* _PAGE TEXT_
Napa, CA--Guiding a fly-fishing drift-boat as it floats along in a river requires many skills, not the least of which is to keep the fishermen from falling overboard! Fishing guides have to navigate the river, but also have to get their clients to where the fish hang out. In other words, they need to have intimate knowledge of the waterway in which they are fishing.  

They also need to know the correct bait to be using on that particular day, the depth of the water in that section of the river and, most importantly, keeping his eyes on the fisherman in the front of the boat as well as the one behind him. Line control, lure placement, avoiding overhanging tree branches and underwater obstacles strewn throughout the river.  

This sounds like a lot of management to be done while navigating downstream and, from time to time, rowing upstream to take another pass at a productive section of the river. However, the most challenging job the guide has is to give constant feedback throughout the day. Constant feedback.

I don’t care how many years or decades someone has been fly-fishing, when one is standing in the bow of a boat, managing their own fishing line, trying to keep their line out of the trees and oriented properly given the always-changing river currents and depths, the fishing guide is there to offer guidance. He (or she) talks to you most of the day, from 8 am until you come off the water late in the afternoon or early evening. All day, every day, your fishing guide offers suggestions, corrections and instructions about how to be a better fisherman.

* _DATA ENTRIES_
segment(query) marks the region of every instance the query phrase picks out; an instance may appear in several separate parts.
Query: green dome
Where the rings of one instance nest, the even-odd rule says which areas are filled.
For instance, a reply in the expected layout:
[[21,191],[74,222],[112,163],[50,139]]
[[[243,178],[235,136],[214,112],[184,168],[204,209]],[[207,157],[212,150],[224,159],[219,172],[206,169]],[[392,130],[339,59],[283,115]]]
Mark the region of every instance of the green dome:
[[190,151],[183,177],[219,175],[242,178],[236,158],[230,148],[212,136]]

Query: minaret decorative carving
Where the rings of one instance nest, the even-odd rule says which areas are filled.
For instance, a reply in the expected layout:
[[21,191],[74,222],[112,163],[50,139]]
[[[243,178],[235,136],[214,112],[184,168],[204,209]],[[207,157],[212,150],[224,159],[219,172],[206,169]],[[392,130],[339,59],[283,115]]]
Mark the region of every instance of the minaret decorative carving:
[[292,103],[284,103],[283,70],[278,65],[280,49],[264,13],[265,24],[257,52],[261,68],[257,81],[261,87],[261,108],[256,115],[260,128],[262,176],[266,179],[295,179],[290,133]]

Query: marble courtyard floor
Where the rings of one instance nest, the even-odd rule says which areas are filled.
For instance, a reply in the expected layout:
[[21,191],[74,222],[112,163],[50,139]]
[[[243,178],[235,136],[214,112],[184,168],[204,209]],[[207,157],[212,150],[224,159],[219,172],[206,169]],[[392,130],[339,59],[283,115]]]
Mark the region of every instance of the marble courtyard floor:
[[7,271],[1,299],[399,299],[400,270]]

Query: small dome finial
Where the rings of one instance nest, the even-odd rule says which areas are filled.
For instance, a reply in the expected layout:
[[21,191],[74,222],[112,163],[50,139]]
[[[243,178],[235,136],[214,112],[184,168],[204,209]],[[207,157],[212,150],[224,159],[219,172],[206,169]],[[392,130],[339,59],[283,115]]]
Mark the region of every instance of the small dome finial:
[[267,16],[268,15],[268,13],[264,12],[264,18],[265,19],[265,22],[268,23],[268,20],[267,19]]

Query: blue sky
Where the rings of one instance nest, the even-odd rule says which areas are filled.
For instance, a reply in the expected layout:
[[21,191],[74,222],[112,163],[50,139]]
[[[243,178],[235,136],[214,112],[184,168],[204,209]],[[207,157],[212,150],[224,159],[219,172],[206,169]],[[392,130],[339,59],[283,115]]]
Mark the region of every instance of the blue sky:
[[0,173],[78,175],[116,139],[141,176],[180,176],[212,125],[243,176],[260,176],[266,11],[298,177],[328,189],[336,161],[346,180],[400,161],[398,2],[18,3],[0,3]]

* _GIVEN PROBLEM 1_
In the text on fishing guides, what is the most challenging job a guide has?
* _GIVEN PROBLEM 2_
List the three kinds of things the text on fishing guides says a guide offers all day about how to be a better fisherman.

* _EXERCISE RESULT 1_
The most challenging job is giving constant feedback throughout the day.

* _EXERCISE RESULT 2_
Suggestions, corrections, and instructions.